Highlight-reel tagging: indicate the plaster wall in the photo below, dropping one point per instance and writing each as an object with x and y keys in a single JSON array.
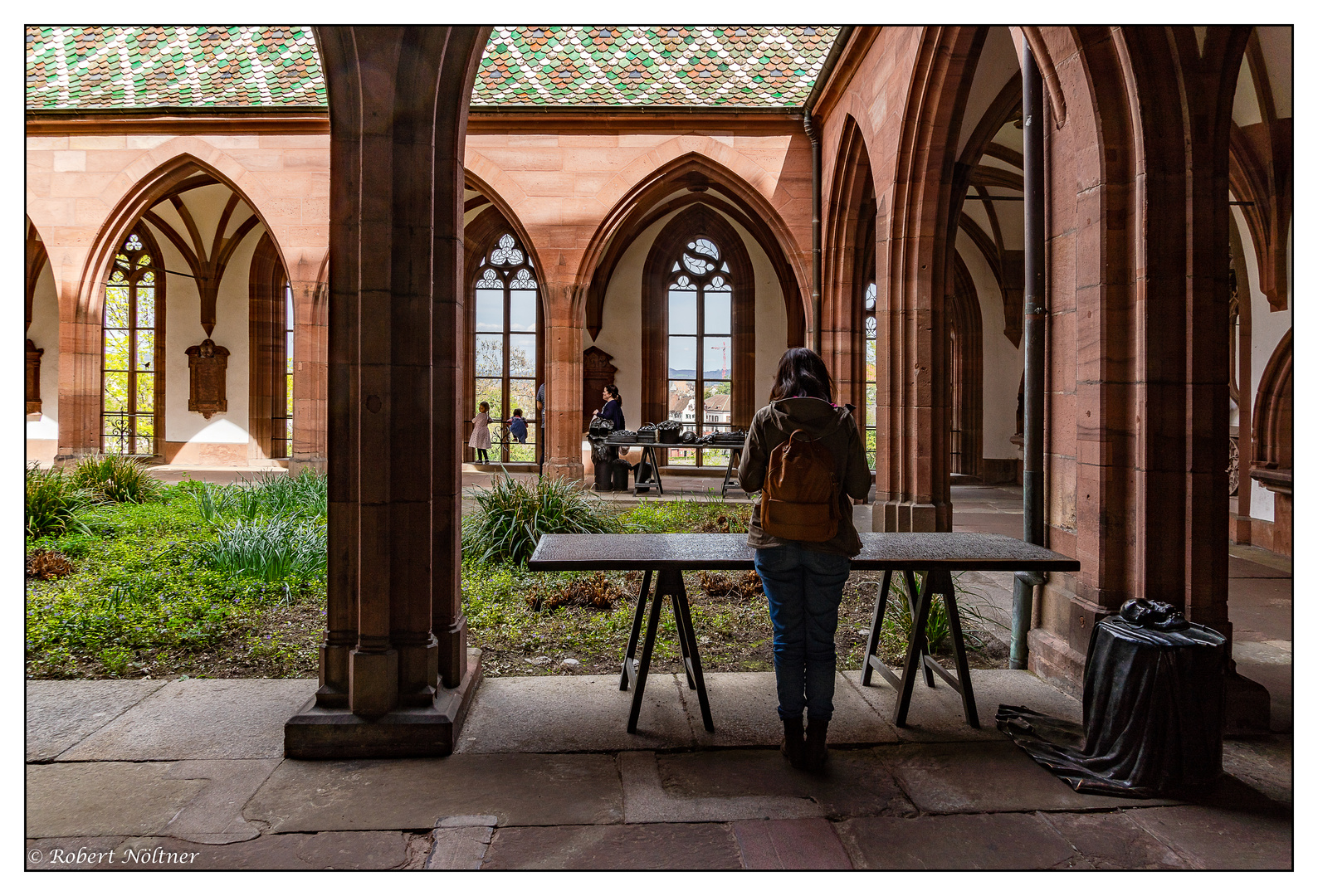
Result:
[
  {"x": 44, "y": 434},
  {"x": 1267, "y": 329},
  {"x": 188, "y": 436},
  {"x": 1003, "y": 363},
  {"x": 997, "y": 65}
]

====

Print every entry above word for word, omitting the pictures.

#### CORRECT RESULT:
Highlight-reel tagging: indicate the plaster wall in the photo below, dropping one point per instance and writing each as an object with x and y keys in a single JSON array.
Result:
[
  {"x": 44, "y": 434},
  {"x": 1267, "y": 329},
  {"x": 188, "y": 436},
  {"x": 1003, "y": 363},
  {"x": 997, "y": 65}
]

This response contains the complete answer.